Task input:
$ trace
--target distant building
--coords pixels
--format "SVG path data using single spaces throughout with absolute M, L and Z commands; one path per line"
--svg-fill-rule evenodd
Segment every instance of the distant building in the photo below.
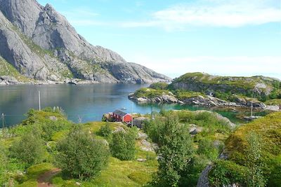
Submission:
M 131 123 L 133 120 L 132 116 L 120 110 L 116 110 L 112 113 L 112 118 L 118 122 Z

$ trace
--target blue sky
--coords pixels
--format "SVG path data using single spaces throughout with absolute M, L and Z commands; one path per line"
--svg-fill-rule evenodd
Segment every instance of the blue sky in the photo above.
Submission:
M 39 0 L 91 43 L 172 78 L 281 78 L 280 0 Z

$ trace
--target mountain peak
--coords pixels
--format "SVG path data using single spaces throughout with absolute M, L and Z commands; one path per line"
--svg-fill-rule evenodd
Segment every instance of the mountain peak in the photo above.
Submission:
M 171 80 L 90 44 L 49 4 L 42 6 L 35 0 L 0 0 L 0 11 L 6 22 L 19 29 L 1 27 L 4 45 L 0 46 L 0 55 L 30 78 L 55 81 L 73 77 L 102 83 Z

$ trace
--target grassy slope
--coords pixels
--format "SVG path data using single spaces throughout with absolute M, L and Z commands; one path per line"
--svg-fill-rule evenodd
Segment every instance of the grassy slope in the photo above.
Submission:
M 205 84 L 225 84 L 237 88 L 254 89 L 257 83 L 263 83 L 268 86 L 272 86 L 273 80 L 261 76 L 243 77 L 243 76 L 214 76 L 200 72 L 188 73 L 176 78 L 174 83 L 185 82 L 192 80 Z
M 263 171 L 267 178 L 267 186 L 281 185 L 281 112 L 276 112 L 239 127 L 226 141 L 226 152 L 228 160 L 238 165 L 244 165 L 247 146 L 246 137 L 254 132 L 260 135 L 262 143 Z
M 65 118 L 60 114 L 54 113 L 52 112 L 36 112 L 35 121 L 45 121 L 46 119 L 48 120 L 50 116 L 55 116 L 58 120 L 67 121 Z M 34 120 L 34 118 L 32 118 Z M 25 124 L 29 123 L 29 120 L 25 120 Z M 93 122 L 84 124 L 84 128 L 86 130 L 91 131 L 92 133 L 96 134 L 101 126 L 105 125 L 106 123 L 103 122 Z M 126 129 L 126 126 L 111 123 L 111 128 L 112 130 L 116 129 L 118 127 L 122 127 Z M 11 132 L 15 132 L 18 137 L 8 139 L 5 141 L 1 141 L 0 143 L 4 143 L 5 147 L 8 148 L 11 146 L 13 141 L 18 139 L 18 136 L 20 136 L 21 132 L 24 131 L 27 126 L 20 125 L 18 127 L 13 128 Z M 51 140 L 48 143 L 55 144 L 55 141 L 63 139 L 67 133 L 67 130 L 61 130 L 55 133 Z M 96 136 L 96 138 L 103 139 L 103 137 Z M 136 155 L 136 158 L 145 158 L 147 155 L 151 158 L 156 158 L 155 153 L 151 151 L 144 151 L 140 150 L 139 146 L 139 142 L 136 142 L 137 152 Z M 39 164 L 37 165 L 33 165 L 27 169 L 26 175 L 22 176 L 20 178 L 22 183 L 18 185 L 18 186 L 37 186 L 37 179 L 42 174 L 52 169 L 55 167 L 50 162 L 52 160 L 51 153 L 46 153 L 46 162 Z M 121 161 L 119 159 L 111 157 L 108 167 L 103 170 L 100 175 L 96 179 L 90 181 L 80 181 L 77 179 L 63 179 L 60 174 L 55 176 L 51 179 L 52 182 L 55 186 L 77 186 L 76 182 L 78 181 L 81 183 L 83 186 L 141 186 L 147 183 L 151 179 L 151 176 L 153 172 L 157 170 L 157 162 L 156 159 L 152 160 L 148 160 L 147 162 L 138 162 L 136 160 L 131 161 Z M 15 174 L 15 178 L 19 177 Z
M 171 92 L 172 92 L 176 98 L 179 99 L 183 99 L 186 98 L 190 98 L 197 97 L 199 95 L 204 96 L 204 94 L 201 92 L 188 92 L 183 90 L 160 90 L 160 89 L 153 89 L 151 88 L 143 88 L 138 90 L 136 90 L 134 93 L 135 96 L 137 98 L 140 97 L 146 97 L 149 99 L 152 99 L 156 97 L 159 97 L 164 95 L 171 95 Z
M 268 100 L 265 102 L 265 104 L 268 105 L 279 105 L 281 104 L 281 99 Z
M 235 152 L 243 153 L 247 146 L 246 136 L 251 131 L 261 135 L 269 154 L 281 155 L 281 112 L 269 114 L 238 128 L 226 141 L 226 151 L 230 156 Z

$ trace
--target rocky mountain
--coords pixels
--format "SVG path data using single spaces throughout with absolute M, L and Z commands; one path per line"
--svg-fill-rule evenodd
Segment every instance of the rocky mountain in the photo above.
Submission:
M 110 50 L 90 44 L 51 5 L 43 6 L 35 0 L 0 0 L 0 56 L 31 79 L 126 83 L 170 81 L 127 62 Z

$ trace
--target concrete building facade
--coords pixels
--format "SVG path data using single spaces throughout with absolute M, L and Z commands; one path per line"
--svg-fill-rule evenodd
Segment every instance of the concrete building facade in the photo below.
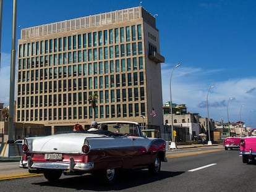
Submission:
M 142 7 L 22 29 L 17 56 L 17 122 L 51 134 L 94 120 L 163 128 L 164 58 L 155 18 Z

Given task:
List every line above that contains the string "distant", matching case exactly.

Response to the task:
--target distant building
Segment every instance of the distant building in the photo below.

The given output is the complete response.